LE MENSONGE PEUT COURIR UN AN, LA VÉRITÉ LE RATTRAPE EN UN JOUR, SAGESSE HAOUSSA . Source: Ze Belinga pour Afrikara 16/01/2005.
Ployant sous le fait du vécu, de l’expérience et de la connaissance des choses anciennes, lointaines et cachées, le sage haoussa a vu dans le mensonge et ses dérivés sociétaux, corruptions, révisionnismes, négationnismes, mensonges d’Etat ou propagandes politiques, fraudes diverses, une nature périssable essentiellement qui inévitablement rendra à la vérité son règne. Le juge arbitre, répartiteur et réparateur étant le temps, sa majesté, imperturbable de discernement et d’impartialité.

> **Objectif 1**:
Dans le texte sur la sagesse haoussa, qui tient le rôle de juge arbitre, répartiteur et réparateur ?
> **Objectif 2**:
Prolongez le texte sur la sagesse haoussa en reprenant juste après sa dernière phrase.

> **Contenu des données**:
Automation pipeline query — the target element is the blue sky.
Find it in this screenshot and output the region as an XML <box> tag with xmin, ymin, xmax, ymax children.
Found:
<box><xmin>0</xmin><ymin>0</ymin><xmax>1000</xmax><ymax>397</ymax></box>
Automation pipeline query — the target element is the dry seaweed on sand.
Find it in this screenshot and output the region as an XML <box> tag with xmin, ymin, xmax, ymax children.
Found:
--
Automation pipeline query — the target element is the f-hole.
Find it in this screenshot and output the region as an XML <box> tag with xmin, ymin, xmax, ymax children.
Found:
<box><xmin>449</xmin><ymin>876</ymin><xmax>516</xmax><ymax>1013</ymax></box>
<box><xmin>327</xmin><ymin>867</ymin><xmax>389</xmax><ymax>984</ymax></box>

> **Réponse rédigée 1**:
C'est le temps, « sa majesté », qui tient ce rôle.

> **Réponse rédigée 2**:
L’optimisme mesuré du proverbe africain puise aux sources du passé et de l’expérience pour établir une relation inviolable entre une chose et son apparent contraire, le mensonge et la vérité. A ceci près que la nature intrinsèque du mensonge comme chose fugitive et périssable en fait une espèce de non-réalité, une espèce d’apparence vivante, un quelque chose en sursis, comme une position politique, économique, sociale, civilisationnelle appelée à être balayée par une nécessité immanente…
Pour autant l’optimisme qui s’extrait de ce proverbe garde sa force sans perdre de sa relativité. La question n’est pas de l’impossibilité du mensonge, de faux en écritures saintes et laïques comme de l’endettement factice et comptable de ces Tiers-Mondes en réalité créanciers de l’Occident, l’optimisme philosophique haoussa établit jusqu’au règne du mensonge. Ephémère mais effectif et par conséquent performatif, suivi d’effets.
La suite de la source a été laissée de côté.